Rewrite every item below, swapping "instance" for "object" wherever it occurs and changing nothing else. Leave the pictures out.
▼▼▼
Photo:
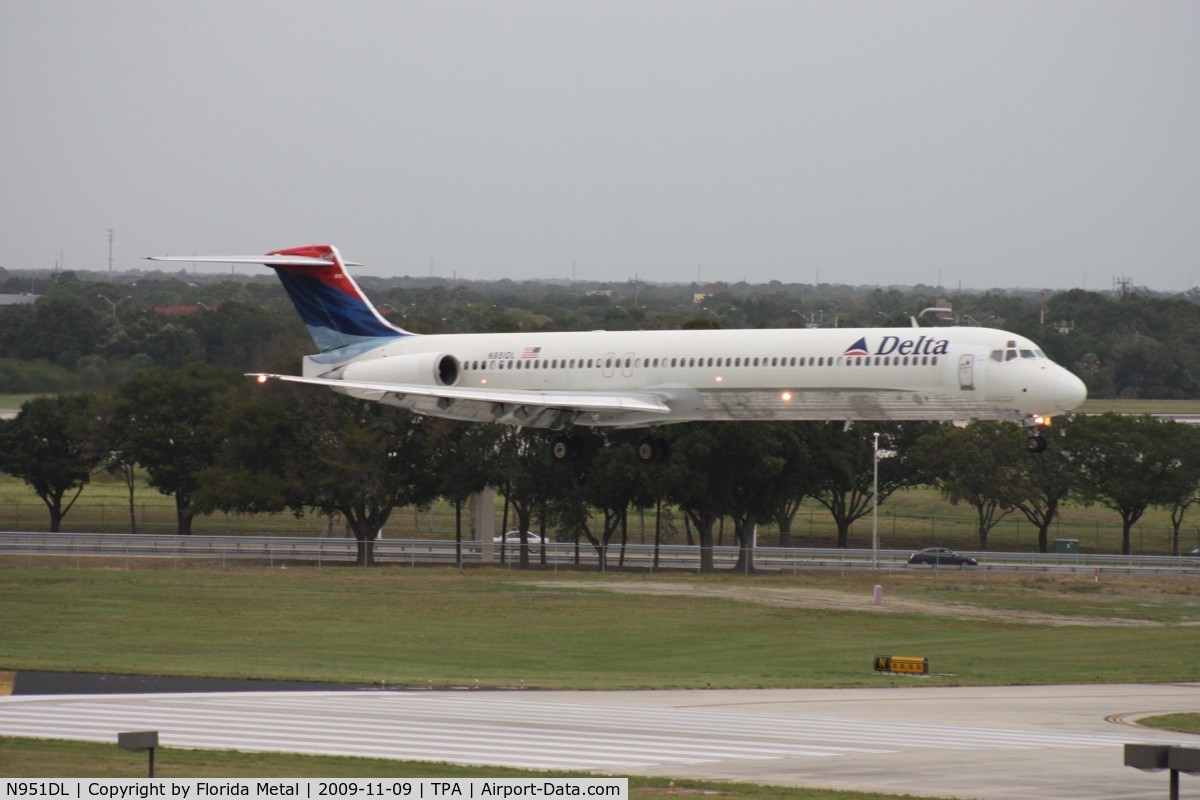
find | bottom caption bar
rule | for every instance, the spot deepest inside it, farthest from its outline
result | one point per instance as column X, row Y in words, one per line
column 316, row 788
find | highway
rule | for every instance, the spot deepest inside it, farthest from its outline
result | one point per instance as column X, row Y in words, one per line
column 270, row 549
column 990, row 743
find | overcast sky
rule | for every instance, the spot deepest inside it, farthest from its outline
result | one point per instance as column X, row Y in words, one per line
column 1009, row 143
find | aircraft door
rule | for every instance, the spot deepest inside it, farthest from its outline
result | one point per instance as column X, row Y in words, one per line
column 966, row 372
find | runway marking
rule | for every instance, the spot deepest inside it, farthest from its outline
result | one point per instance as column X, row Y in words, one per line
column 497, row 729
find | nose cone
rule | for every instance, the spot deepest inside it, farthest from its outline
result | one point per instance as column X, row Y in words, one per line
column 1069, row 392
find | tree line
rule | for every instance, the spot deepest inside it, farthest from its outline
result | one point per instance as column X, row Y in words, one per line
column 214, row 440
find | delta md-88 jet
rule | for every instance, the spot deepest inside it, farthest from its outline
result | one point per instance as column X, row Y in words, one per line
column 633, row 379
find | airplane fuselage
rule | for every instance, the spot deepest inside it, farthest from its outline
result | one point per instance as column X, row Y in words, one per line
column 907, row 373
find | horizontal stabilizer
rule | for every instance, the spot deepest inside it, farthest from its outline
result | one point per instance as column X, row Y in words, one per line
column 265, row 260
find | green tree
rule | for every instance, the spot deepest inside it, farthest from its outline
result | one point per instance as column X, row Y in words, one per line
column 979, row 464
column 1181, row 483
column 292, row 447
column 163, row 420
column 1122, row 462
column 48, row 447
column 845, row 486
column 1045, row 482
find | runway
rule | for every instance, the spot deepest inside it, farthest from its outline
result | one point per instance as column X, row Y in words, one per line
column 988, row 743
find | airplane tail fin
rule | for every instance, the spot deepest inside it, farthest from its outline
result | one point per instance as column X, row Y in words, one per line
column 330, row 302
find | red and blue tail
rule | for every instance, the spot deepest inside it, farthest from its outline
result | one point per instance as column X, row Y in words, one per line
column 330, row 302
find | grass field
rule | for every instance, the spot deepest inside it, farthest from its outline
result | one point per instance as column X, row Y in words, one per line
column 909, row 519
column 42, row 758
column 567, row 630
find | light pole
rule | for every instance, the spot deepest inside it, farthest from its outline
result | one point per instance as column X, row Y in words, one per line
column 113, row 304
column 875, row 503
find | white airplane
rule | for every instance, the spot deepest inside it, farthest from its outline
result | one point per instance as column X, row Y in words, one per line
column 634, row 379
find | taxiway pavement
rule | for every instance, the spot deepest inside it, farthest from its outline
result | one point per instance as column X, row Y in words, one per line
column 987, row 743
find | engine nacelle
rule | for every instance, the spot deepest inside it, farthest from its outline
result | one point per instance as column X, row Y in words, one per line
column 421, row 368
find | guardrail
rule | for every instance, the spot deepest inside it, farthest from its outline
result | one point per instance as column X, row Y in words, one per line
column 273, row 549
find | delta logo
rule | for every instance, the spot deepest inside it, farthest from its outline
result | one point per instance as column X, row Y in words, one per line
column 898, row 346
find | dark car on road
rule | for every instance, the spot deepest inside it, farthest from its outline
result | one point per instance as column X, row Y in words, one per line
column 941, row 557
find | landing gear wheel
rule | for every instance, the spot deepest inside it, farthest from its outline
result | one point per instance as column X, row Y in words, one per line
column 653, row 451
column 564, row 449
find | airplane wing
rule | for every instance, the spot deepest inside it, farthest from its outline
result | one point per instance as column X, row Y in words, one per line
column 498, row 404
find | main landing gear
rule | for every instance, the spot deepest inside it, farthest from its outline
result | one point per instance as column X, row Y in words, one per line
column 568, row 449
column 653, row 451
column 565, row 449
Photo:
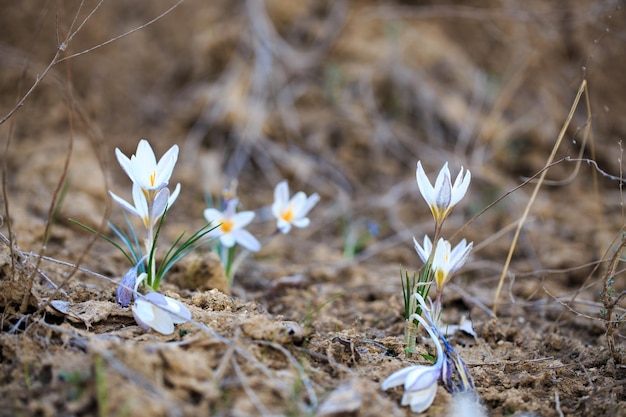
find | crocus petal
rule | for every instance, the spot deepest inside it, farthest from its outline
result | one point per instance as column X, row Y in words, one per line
▲▲▲
Written response:
Photo:
find | bottom caption bar
rule | for every object, the spot deepest inside it, farthest from its outline
result | one point per object as column X, row Y in words, one per line
column 316, row 788
find | highway
rule | for every object, the spot deepest inside it, farthest from its outline
result | one point per object as column X, row Y in words, one per line
column 270, row 549
column 990, row 743
find | overcast sky
rule | for every object, the spot deepest inside it, farthest from its outline
result | one point per object as column X, row Y in words, one per line
column 1009, row 143
find | aircraft door
rule | for every object, the spot deepest inside it, farthest from its outline
result | one point per object as column X, row Y in words, one per line
column 966, row 372
find | runway marking
rule | for every object, the spot deepest inside it, farthest from its outline
result | one point per object as column X, row Y in words, one per line
column 497, row 729
find | nose cone
rule | for every object, the spot deepest inside it, farthest from its outline
result | one point per object as column X, row Y in words, one per line
column 1069, row 392
find | tree line
rule | for every object, the spot deepest inside it, farthest from its outline
result | one point per object as column X, row Y in words, one per line
column 214, row 440
find | delta md-88 jet
rule | for every object, the spot deepest inside it, farthest from its outline
result | one point per object as column X, row Y in words, one per line
column 633, row 379
find | airplane fuselage
rule | for every object, the spot deepest inside it, farthest from its outline
result | one point per object as column X, row Y in words, one per line
column 907, row 373
find | horizontal stabilizer
rule | for every object, the spot deepest inside it, farthest from its outline
result | one point per object as column X, row Y in words, one per line
column 265, row 260
find | green tree
rule | for every object, the spot deepest inside it, farthest from its outline
result | one point per object as column X, row Y in words, one per line
column 979, row 464
column 1181, row 483
column 292, row 447
column 163, row 420
column 1122, row 462
column 48, row 447
column 845, row 486
column 1045, row 482
find | runway
rule | for every object, the spot deepest inside it, farthest from its outline
result | one point per object as column X, row Y in words, one per line
column 988, row 743
find | airplane tail fin
rule | for every object, the spot deepest inside it, farthest from its outline
result | one point per object as column X, row Y in words, one per line
column 330, row 302
find | red and blue tail
rule | for every object, the spot deepest inside it, farthest from its outline
result | one point per object as column X, row Y in words, one per line
column 330, row 302
find | grass field
rule | for every object, the spot deepest inside it, farthest from its outline
result | one point per object as column X, row Y in words, one per line
column 909, row 519
column 42, row 758
column 567, row 630
find | light pole
rule | for every object, the spot deepest inside it, farthest from its outline
result | one point per object as column X, row Y in words, one per line
column 113, row 304
column 875, row 503
find | white airplane
rule | for every object, the spot deepest inside it, farthest from its outline
result | one point per object as column X, row Y in words, one per line
column 634, row 379
find | taxiway pavement
rule | for every object, the spot deepest inside it, farthest from its outline
result | one point per object as column X, row Y in words, one per line
column 987, row 743
find | engine nacelle
rule | for every object, the spot deepest inside it, farthest from its outline
result | one point per object as column X, row Y in words, one per line
column 421, row 368
find | guardrail
rule | for every object, the spot deepest inside it, farthest from its outline
result | one point per object as column X, row Y in words, one per line
column 273, row 549
find | delta logo
rule | for every object, the spot deepest inside it, farthest from its outline
result | one point per object as column X, row Y in words, one per line
column 898, row 346
find | dark car on road
rule | for every object, the spot deepest inside it, farthest from its outline
result | one point per object as column X, row Y in words, one per line
column 941, row 557
find | landing gear wheel
rule | for every object, the spot deepest inside it, farthest from its outline
result | one point per object as column X, row Y in words, one per line
column 653, row 451
column 564, row 449
find | airplane wing
rule | for every object, the spot deepest inside it, farthest from its outline
result | one point per object as column X, row Y in words, one per line
column 498, row 404
find | main landing gear
rule | for every object, the spot deepest inside it, farthest from its outline
result | one point per object as column X, row Y in words, one per line
column 568, row 449
column 653, row 451
column 565, row 449
Photo:
find | crocus petal
rule | for every object, the spot deepest inside it, farthest from its outline
result | one point per object as column X, row Y in words, one per line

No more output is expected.